┌─ Raw records

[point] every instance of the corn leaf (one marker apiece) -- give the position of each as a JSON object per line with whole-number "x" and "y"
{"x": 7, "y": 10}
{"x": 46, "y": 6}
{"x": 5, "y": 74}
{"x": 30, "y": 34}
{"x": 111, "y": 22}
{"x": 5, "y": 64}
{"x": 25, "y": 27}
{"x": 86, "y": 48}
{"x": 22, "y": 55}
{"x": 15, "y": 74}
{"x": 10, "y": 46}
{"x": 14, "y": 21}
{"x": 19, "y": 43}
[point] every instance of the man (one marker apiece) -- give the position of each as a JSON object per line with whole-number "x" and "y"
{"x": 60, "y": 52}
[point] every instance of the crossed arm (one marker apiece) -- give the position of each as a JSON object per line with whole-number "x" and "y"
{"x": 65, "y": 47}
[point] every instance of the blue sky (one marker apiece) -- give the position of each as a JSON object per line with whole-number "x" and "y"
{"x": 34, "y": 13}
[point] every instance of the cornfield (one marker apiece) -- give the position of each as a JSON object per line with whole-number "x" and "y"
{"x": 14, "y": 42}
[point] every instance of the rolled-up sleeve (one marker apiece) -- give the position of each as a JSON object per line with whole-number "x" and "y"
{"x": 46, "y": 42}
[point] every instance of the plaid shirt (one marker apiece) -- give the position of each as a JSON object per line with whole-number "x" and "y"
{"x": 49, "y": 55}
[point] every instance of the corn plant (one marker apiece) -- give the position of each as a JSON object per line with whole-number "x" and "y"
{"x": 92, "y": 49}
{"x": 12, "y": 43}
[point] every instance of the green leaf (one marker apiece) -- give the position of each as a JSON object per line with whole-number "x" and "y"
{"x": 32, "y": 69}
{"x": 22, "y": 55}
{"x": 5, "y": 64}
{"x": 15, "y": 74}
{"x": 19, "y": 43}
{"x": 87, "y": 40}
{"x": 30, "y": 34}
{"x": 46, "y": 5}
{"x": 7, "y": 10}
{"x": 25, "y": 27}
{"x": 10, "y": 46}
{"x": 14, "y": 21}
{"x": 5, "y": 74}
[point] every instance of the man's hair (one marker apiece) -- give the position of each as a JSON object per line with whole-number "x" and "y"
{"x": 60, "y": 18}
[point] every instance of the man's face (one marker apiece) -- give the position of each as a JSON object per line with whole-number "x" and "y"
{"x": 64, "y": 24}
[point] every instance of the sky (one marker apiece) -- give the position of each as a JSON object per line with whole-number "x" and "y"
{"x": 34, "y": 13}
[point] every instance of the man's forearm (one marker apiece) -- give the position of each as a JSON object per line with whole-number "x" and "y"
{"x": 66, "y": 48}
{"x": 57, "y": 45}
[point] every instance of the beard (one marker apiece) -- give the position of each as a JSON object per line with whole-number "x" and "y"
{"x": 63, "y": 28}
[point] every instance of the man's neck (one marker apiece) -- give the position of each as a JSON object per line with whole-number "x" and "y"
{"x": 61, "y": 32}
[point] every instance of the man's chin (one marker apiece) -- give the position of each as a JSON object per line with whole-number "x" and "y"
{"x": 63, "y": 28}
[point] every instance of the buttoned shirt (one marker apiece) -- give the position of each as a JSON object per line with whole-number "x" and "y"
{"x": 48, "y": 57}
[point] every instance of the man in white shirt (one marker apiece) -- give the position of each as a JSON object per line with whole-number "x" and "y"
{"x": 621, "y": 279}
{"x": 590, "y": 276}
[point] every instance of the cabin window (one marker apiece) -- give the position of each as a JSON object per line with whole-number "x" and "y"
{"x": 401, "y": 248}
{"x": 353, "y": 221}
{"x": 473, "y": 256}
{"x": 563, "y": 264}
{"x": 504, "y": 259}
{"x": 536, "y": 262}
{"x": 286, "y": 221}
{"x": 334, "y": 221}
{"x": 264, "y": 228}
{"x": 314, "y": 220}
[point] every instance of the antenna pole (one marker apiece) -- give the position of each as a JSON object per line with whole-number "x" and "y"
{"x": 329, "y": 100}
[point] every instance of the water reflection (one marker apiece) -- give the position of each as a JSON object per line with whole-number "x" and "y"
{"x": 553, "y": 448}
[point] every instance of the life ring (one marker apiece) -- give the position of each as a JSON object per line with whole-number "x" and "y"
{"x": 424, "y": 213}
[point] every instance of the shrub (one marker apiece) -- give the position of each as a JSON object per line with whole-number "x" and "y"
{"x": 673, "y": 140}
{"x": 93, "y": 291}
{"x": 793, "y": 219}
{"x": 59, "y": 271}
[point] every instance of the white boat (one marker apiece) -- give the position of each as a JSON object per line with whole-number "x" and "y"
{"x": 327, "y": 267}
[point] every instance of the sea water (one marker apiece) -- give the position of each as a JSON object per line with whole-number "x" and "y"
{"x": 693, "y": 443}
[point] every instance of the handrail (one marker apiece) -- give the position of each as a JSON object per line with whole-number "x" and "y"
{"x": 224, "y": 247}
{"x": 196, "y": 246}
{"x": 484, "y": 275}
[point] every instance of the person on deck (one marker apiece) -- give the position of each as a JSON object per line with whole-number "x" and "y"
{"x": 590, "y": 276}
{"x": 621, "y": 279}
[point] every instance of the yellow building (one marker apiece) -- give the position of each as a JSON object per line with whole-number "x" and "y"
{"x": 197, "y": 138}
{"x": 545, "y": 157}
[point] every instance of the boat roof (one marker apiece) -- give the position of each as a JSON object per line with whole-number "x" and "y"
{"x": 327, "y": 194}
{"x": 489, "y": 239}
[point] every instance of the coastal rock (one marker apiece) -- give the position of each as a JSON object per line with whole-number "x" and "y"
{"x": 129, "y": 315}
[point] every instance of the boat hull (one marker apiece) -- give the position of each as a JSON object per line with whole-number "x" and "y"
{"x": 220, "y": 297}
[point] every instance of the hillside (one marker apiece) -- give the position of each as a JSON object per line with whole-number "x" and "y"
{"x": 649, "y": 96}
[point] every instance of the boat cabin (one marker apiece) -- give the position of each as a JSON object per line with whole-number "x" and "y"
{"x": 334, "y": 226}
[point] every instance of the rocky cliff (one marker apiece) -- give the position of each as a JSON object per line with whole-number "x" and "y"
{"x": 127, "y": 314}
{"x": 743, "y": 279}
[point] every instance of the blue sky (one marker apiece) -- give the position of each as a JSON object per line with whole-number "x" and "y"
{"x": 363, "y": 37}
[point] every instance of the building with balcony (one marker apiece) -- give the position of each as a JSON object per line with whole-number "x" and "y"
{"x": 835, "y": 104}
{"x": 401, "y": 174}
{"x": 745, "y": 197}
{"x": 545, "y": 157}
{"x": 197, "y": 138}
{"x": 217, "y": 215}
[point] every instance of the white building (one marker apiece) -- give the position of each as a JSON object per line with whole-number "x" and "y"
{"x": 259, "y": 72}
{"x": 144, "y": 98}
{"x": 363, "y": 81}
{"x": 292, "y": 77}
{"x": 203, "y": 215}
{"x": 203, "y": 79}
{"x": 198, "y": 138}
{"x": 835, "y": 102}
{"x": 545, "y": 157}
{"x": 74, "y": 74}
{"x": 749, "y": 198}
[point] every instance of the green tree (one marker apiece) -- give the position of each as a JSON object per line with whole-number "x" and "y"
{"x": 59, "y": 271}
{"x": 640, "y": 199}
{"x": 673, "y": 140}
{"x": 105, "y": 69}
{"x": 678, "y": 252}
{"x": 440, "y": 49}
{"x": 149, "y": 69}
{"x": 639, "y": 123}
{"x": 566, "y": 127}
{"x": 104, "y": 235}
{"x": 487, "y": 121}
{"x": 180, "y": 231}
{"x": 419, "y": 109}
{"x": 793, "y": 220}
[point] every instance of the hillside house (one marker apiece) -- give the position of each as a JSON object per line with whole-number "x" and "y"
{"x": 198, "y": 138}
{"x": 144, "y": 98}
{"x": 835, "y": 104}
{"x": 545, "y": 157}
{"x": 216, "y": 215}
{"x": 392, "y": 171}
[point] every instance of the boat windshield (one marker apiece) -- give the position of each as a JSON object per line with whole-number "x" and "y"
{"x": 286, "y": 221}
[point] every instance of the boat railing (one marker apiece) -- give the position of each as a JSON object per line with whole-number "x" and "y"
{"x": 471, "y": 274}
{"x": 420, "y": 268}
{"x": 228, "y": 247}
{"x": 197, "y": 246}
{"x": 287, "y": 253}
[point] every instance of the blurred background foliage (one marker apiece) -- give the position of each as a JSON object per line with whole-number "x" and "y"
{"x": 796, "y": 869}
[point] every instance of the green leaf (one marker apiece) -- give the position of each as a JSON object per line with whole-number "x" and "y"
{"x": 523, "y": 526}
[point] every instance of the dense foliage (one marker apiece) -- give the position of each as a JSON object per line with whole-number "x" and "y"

└─

## What is being asked
Can you reproduce the data from the line with "[point] every instance of the boat railing" through the end of the data, changing every "foliage" to "vegetation" and leaving all else as it stands?

## Solution
[point] every instance of the boat railing (one marker apiece) -- give the position of each as a JSON object per line with whole-number "x" and "y"
{"x": 471, "y": 274}
{"x": 420, "y": 268}
{"x": 228, "y": 247}
{"x": 197, "y": 246}
{"x": 287, "y": 253}
[point] every instance of the blurred background vegetation (one marker apiece) -- give the position of each as a JSON object per line with whole-number "x" and "y"
{"x": 796, "y": 869}
[point] every instance of the green leaf (one marker apiece) -- give the position of each as a JSON object per line with whole-number "x" and "y"
{"x": 523, "y": 526}
[point] every instance of the dense vegetation (one marker apiece) -- give the position of each as a JSON object per line with whole-number "x" and "y"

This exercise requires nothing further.